PROBLEM STATEMENT: Rewrite all of the records below, replacing "box output" with "bounding boxes" and leaving everything else unchanged. Omit the pictures from your answer.

>> Start SUPPLIED RECORDS

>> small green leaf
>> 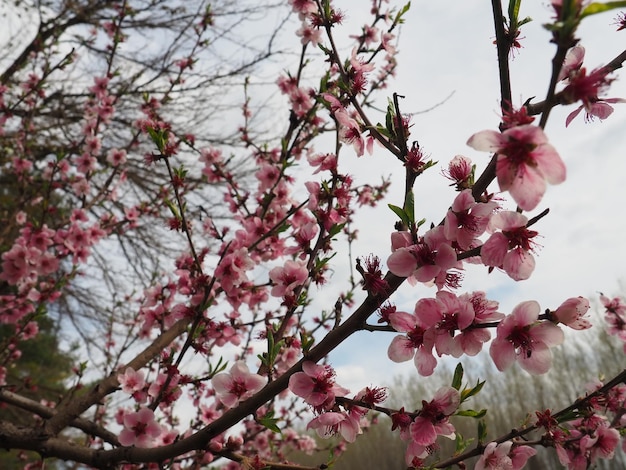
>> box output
[456,410,487,419]
[404,190,415,225]
[387,204,411,227]
[452,362,463,390]
[580,0,626,18]
[328,223,346,239]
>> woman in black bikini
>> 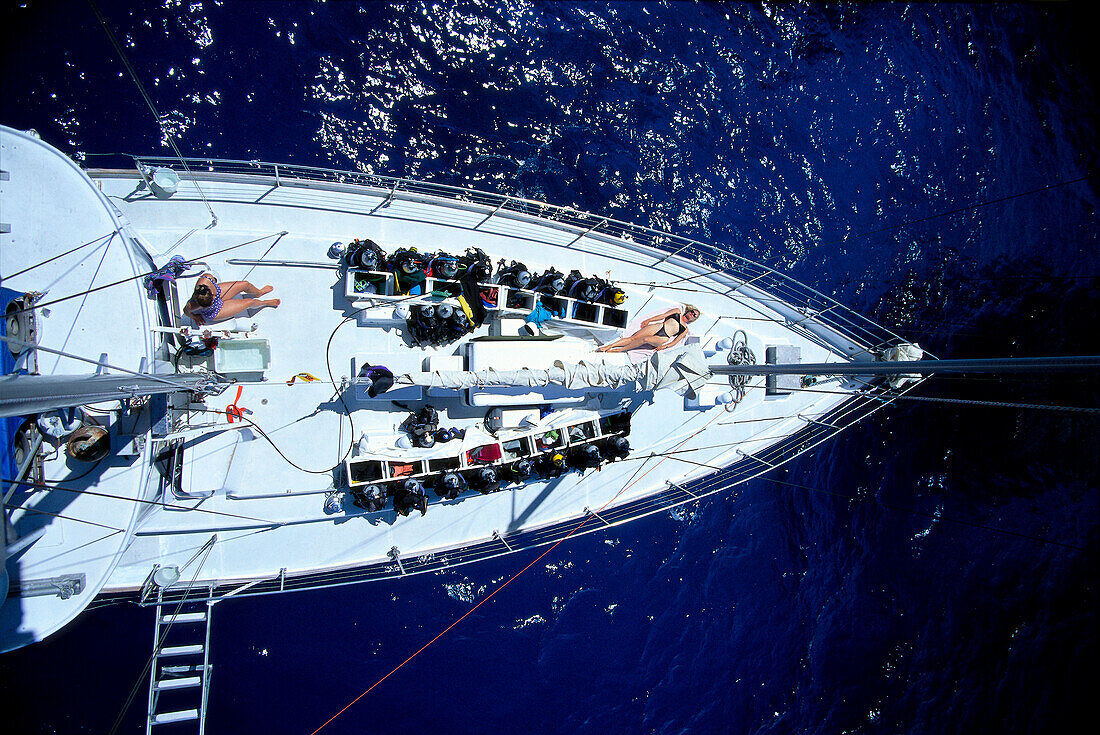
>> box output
[596,304,700,352]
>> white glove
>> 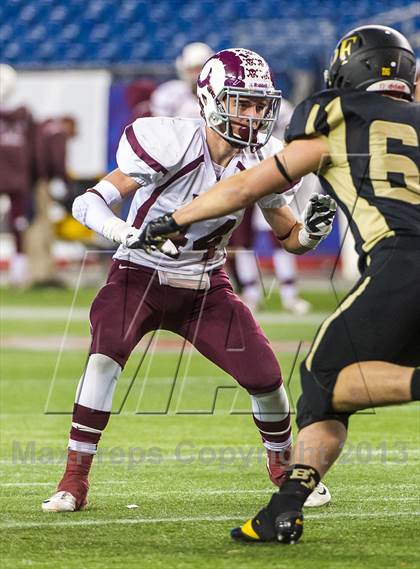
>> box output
[102,217,178,258]
[299,194,337,249]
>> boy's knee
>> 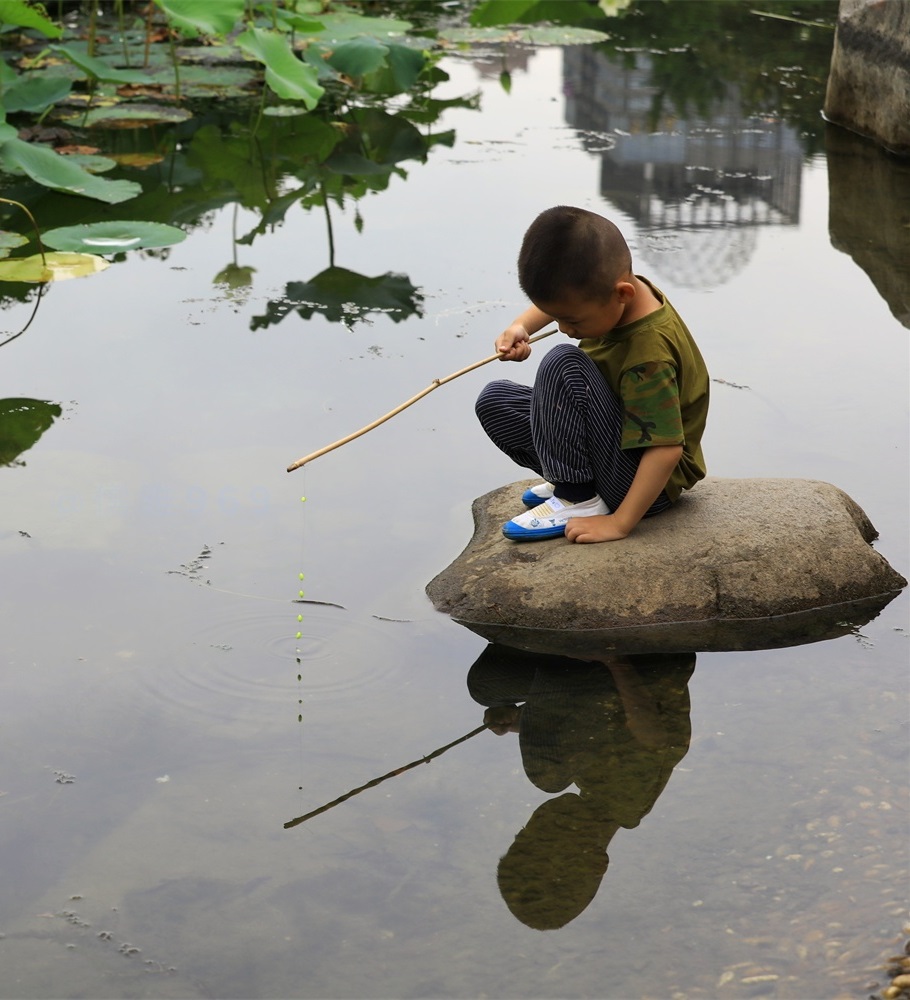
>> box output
[537,344,593,378]
[474,379,511,418]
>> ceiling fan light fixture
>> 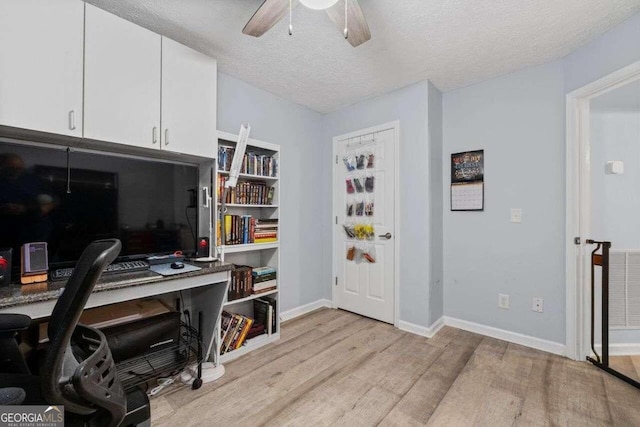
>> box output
[300,0,338,10]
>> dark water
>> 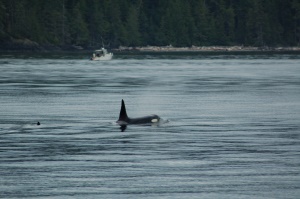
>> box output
[0,54,300,198]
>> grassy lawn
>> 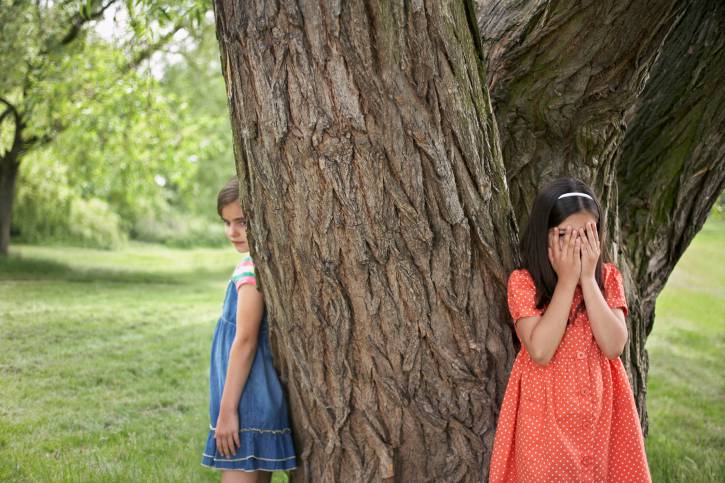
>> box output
[0,222,725,482]
[646,220,725,482]
[0,245,286,482]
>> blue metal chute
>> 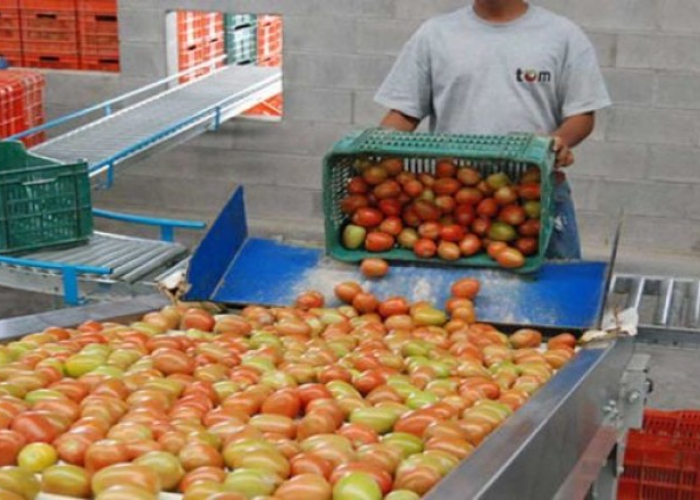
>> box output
[186,188,608,329]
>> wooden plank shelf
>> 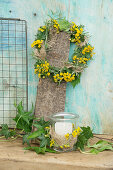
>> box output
[0,135,113,170]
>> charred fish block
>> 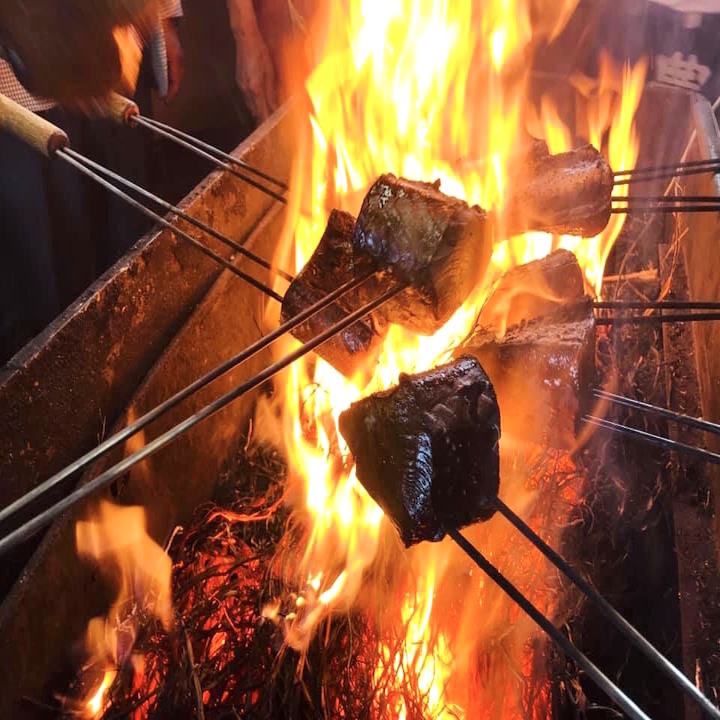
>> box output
[461,298,595,449]
[340,357,500,546]
[281,210,384,377]
[479,250,587,332]
[353,174,492,335]
[498,145,613,237]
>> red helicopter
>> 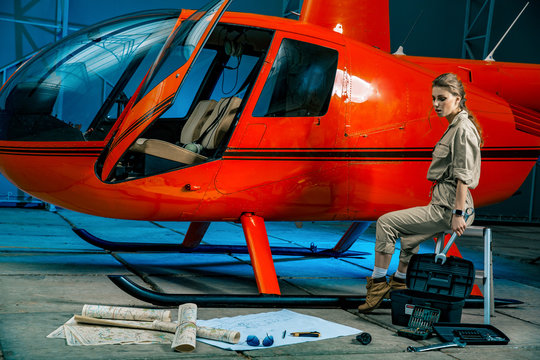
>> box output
[0,0,540,303]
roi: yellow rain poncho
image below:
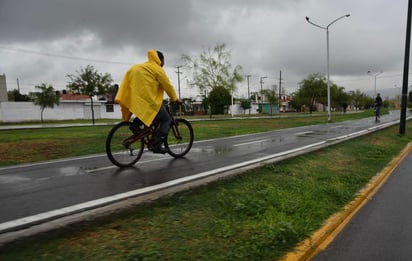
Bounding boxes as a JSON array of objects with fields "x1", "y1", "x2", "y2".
[{"x1": 115, "y1": 50, "x2": 178, "y2": 126}]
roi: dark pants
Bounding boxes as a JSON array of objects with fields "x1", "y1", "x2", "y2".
[{"x1": 156, "y1": 106, "x2": 172, "y2": 137}]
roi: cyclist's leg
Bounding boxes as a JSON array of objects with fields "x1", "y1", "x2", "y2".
[{"x1": 153, "y1": 106, "x2": 172, "y2": 153}]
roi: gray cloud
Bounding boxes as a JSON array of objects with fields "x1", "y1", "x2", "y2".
[{"x1": 0, "y1": 0, "x2": 407, "y2": 97}]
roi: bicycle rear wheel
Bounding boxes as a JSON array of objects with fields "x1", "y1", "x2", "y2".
[
  {"x1": 106, "y1": 121, "x2": 144, "y2": 167},
  {"x1": 165, "y1": 119, "x2": 194, "y2": 158}
]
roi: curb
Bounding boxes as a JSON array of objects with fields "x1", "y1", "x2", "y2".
[{"x1": 281, "y1": 142, "x2": 412, "y2": 261}]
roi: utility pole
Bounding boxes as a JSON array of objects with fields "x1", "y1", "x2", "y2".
[
  {"x1": 176, "y1": 65, "x2": 182, "y2": 100},
  {"x1": 260, "y1": 76, "x2": 267, "y2": 114},
  {"x1": 399, "y1": 0, "x2": 412, "y2": 135},
  {"x1": 17, "y1": 78, "x2": 20, "y2": 93},
  {"x1": 278, "y1": 70, "x2": 282, "y2": 114},
  {"x1": 246, "y1": 74, "x2": 252, "y2": 114}
]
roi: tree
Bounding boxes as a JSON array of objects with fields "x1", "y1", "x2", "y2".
[
  {"x1": 208, "y1": 86, "x2": 232, "y2": 115},
  {"x1": 262, "y1": 84, "x2": 279, "y2": 115},
  {"x1": 182, "y1": 44, "x2": 243, "y2": 112},
  {"x1": 294, "y1": 73, "x2": 327, "y2": 113},
  {"x1": 33, "y1": 83, "x2": 60, "y2": 123},
  {"x1": 240, "y1": 99, "x2": 252, "y2": 114},
  {"x1": 67, "y1": 65, "x2": 113, "y2": 125}
]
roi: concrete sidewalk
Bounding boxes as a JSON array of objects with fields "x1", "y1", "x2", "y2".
[{"x1": 285, "y1": 142, "x2": 412, "y2": 261}]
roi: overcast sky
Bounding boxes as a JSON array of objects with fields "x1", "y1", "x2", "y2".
[{"x1": 0, "y1": 0, "x2": 408, "y2": 97}]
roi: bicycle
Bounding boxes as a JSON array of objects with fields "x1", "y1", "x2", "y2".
[{"x1": 106, "y1": 101, "x2": 194, "y2": 167}]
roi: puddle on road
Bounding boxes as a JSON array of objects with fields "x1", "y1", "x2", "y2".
[
  {"x1": 0, "y1": 175, "x2": 30, "y2": 184},
  {"x1": 58, "y1": 166, "x2": 86, "y2": 177}
]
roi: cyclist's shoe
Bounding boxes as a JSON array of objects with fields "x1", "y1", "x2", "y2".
[
  {"x1": 129, "y1": 118, "x2": 143, "y2": 135},
  {"x1": 151, "y1": 136, "x2": 167, "y2": 154},
  {"x1": 152, "y1": 144, "x2": 167, "y2": 154}
]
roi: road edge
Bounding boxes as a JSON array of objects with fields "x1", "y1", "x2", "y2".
[{"x1": 281, "y1": 142, "x2": 412, "y2": 261}]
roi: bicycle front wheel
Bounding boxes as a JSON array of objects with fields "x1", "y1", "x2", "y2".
[
  {"x1": 165, "y1": 119, "x2": 194, "y2": 158},
  {"x1": 106, "y1": 121, "x2": 144, "y2": 167}
]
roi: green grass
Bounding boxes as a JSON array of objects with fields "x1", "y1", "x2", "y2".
[
  {"x1": 0, "y1": 108, "x2": 384, "y2": 166},
  {"x1": 0, "y1": 113, "x2": 412, "y2": 260}
]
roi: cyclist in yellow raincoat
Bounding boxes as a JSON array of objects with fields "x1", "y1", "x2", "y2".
[{"x1": 115, "y1": 50, "x2": 178, "y2": 153}]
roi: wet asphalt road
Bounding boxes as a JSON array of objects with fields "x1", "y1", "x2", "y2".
[{"x1": 0, "y1": 111, "x2": 408, "y2": 233}]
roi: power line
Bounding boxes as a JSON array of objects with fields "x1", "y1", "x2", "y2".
[{"x1": 0, "y1": 46, "x2": 132, "y2": 65}]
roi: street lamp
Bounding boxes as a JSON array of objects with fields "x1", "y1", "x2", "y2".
[
  {"x1": 306, "y1": 14, "x2": 350, "y2": 122},
  {"x1": 367, "y1": 71, "x2": 383, "y2": 97},
  {"x1": 260, "y1": 76, "x2": 267, "y2": 114}
]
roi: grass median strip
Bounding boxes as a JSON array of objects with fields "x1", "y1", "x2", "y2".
[{"x1": 0, "y1": 122, "x2": 412, "y2": 260}]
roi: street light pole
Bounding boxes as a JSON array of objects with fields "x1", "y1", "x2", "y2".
[
  {"x1": 306, "y1": 14, "x2": 350, "y2": 122},
  {"x1": 367, "y1": 71, "x2": 383, "y2": 98},
  {"x1": 246, "y1": 74, "x2": 252, "y2": 114},
  {"x1": 260, "y1": 76, "x2": 267, "y2": 114}
]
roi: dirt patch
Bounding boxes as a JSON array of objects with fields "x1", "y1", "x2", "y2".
[{"x1": 0, "y1": 140, "x2": 85, "y2": 163}]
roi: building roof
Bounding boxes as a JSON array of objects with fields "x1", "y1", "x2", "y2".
[{"x1": 60, "y1": 93, "x2": 90, "y2": 101}]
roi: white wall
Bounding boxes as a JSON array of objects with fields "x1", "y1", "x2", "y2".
[{"x1": 0, "y1": 101, "x2": 122, "y2": 122}]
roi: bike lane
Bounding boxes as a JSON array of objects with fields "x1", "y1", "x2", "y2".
[{"x1": 285, "y1": 142, "x2": 412, "y2": 261}]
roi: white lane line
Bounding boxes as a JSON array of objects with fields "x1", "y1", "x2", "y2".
[
  {"x1": 233, "y1": 139, "x2": 269, "y2": 147},
  {"x1": 0, "y1": 141, "x2": 326, "y2": 234}
]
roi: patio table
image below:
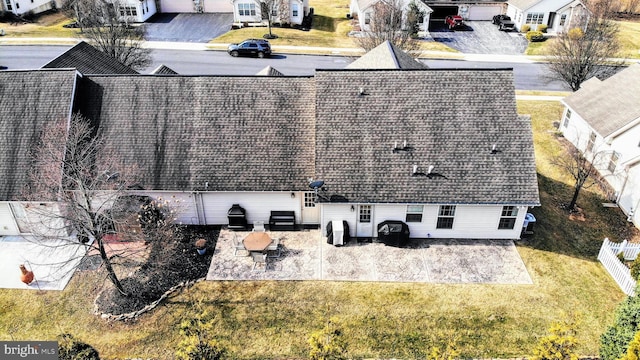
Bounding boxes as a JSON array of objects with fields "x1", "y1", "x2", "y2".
[{"x1": 242, "y1": 231, "x2": 271, "y2": 251}]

>> End SUPPLIED RECORDS

WRITTEN RESPONSE:
>> small green leaf
>> 
>> bounding boxes
[456,410,487,419]
[404,190,415,225]
[387,204,411,227]
[452,362,463,390]
[580,0,626,18]
[328,223,346,239]
>> woman in black bikini
>> 
>> bounding boxes
[596,304,700,352]
>> white glove
>> 
>> bounding boxes
[102,217,178,258]
[299,194,337,249]
>> boy's knee
>> 
>> bounding boxes
[537,344,593,378]
[474,379,511,418]
>> ceiling fan light fixture
>> 
>> bounding boxes
[300,0,338,10]
>> dark water
>> 
>> bounding boxes
[0,54,300,198]
>> grassy lawn
>> 
>> bounding boxes
[0,222,725,482]
[646,220,725,482]
[0,245,286,482]
>> blue metal chute
>> 
>> bounding boxes
[186,188,608,329]
>> wooden plank shelf
>> 
>> bounding boxes
[0,135,113,170]
>> charred fish block
>> 
>> bounding boxes
[461,298,595,449]
[340,357,500,546]
[281,210,384,377]
[479,250,587,332]
[353,174,492,335]
[498,145,613,237]
>> red helicopter
>> 
>> bounding boxes
[0,0,540,303]
roi: yellow rain poncho
image below:
Bounding boxes as a JSON array of objects with fields "x1", "y1", "x2", "y2".
[{"x1": 115, "y1": 50, "x2": 178, "y2": 126}]
roi: dark pants
Bounding boxes as a JSON array of objects with fields "x1", "y1", "x2", "y2".
[{"x1": 156, "y1": 106, "x2": 172, "y2": 137}]
roi: cyclist's leg
Bounding boxes as a JSON array of objects with fields "x1", "y1", "x2", "y2".
[{"x1": 153, "y1": 106, "x2": 172, "y2": 153}]
roi: gray cloud
Bounding boxes as a JSON array of objects with fields "x1", "y1", "x2", "y2".
[{"x1": 0, "y1": 0, "x2": 407, "y2": 97}]
roi: bicycle rear wheel
Bounding boxes as a JSON array of objects with fields "x1", "y1", "x2", "y2".
[
  {"x1": 106, "y1": 121, "x2": 144, "y2": 167},
  {"x1": 165, "y1": 119, "x2": 194, "y2": 158}
]
roi: curb
Bounding boxes as a JSON array of objects with fields "x1", "y1", "x2", "y2".
[{"x1": 281, "y1": 142, "x2": 412, "y2": 261}]
roi: utility pole
Bounding boxes as a JSON array of objects with fields "x1", "y1", "x2", "y2".
[
  {"x1": 176, "y1": 65, "x2": 182, "y2": 100},
  {"x1": 260, "y1": 76, "x2": 267, "y2": 114},
  {"x1": 399, "y1": 0, "x2": 412, "y2": 135},
  {"x1": 17, "y1": 78, "x2": 20, "y2": 93},
  {"x1": 278, "y1": 70, "x2": 282, "y2": 114},
  {"x1": 246, "y1": 74, "x2": 252, "y2": 114}
]
roi: tree
Bounding boxes as a JSON array of objects with fields "x1", "y1", "x2", "y2".
[
  {"x1": 208, "y1": 86, "x2": 232, "y2": 115},
  {"x1": 262, "y1": 84, "x2": 279, "y2": 115},
  {"x1": 182, "y1": 44, "x2": 243, "y2": 112},
  {"x1": 294, "y1": 73, "x2": 327, "y2": 113},
  {"x1": 33, "y1": 83, "x2": 60, "y2": 123},
  {"x1": 240, "y1": 99, "x2": 252, "y2": 114},
  {"x1": 67, "y1": 65, "x2": 113, "y2": 125}
]
roi: concrete sidewalk
Bounding boxes as a JSON array of objects with fields "x1", "y1", "x2", "y2".
[{"x1": 285, "y1": 142, "x2": 412, "y2": 261}]
roi: overcast sky
Bounding boxes as a JSON array of objects with fields "x1", "y1", "x2", "y2".
[{"x1": 0, "y1": 0, "x2": 408, "y2": 97}]
roi: bicycle
Bounding boxes as a JSON array of objects with fields "x1", "y1", "x2", "y2".
[{"x1": 106, "y1": 101, "x2": 194, "y2": 167}]
roi: puddle on road
Bounding boxes as a JSON array of objects with fields "x1", "y1", "x2", "y2".
[
  {"x1": 0, "y1": 175, "x2": 30, "y2": 184},
  {"x1": 58, "y1": 166, "x2": 86, "y2": 177}
]
roi: cyclist's shoe
Bounding boxes as a JSON array of objects with fields "x1", "y1", "x2", "y2".
[
  {"x1": 129, "y1": 118, "x2": 143, "y2": 135},
  {"x1": 151, "y1": 136, "x2": 167, "y2": 154},
  {"x1": 152, "y1": 144, "x2": 167, "y2": 154}
]
roi: road edge
Bounding boxes as a JSON array of objects with fields "x1", "y1", "x2", "y2".
[{"x1": 281, "y1": 142, "x2": 412, "y2": 261}]
roi: bicycle front wheel
Bounding boxes as a JSON array of objects with fields "x1", "y1", "x2", "y2".
[
  {"x1": 165, "y1": 119, "x2": 194, "y2": 158},
  {"x1": 106, "y1": 121, "x2": 144, "y2": 167}
]
roi: green grass
Bounding boxes as a JSON array of objects with fields "x1", "y1", "x2", "y2".
[
  {"x1": 0, "y1": 108, "x2": 384, "y2": 166},
  {"x1": 0, "y1": 113, "x2": 412, "y2": 260}
]
roi: cyclist in yellow raincoat
Bounding boxes as a JSON array of objects with fields "x1", "y1", "x2", "y2".
[{"x1": 115, "y1": 50, "x2": 178, "y2": 153}]
roi: wet asphalt road
Bounding boxes as a JSON array of objects with fields "x1", "y1", "x2", "y2".
[{"x1": 0, "y1": 111, "x2": 408, "y2": 233}]
roi: power line
Bounding boxes as a JSON array of objects with fields "x1", "y1", "x2", "y2".
[{"x1": 0, "y1": 46, "x2": 132, "y2": 65}]
roi: street lamp
Bounding boxes as a JSON array of objects with fields "x1", "y1", "x2", "y2".
[
  {"x1": 306, "y1": 14, "x2": 350, "y2": 122},
  {"x1": 367, "y1": 71, "x2": 383, "y2": 97},
  {"x1": 260, "y1": 76, "x2": 267, "y2": 114}
]
roi: grass median strip
Bounding boxes as a JSON array of objects with fields "x1", "y1", "x2", "y2".
[{"x1": 0, "y1": 122, "x2": 412, "y2": 260}]
roi: street light pole
Bounding boxes as a JSON array of objects with fields "x1", "y1", "x2", "y2".
[
  {"x1": 306, "y1": 14, "x2": 350, "y2": 122},
  {"x1": 367, "y1": 71, "x2": 383, "y2": 98},
  {"x1": 246, "y1": 74, "x2": 252, "y2": 114},
  {"x1": 260, "y1": 76, "x2": 267, "y2": 114}
]
roi: dirt patch
Bounding boxes as a JSON array of objects with fields "x1", "y1", "x2", "y2".
[{"x1": 0, "y1": 140, "x2": 85, "y2": 163}]
roi: building roof
Bounding boxes as a JSON array of objects with fields "x1", "y1", "x2", "y2".
[{"x1": 60, "y1": 93, "x2": 90, "y2": 101}]
roi: white wall
Bounding boxes as a JSON array of objects with fields "x1", "y1", "x2", "y2".
[{"x1": 0, "y1": 101, "x2": 122, "y2": 122}]
roi: bike lane
Bounding boxes as a JSON array of objects with fields "x1", "y1", "x2", "y2".
[{"x1": 285, "y1": 142, "x2": 412, "y2": 261}]
roi: white lane line
Bounding boxes as a JSON array of objects with fields "x1", "y1", "x2", "y2".
[
  {"x1": 233, "y1": 139, "x2": 269, "y2": 147},
  {"x1": 0, "y1": 141, "x2": 326, "y2": 234}
]
roi: patio table
image below:
Bounding boxes as a JSON array of objects with fields "x1", "y1", "x2", "y2".
[{"x1": 242, "y1": 231, "x2": 271, "y2": 251}]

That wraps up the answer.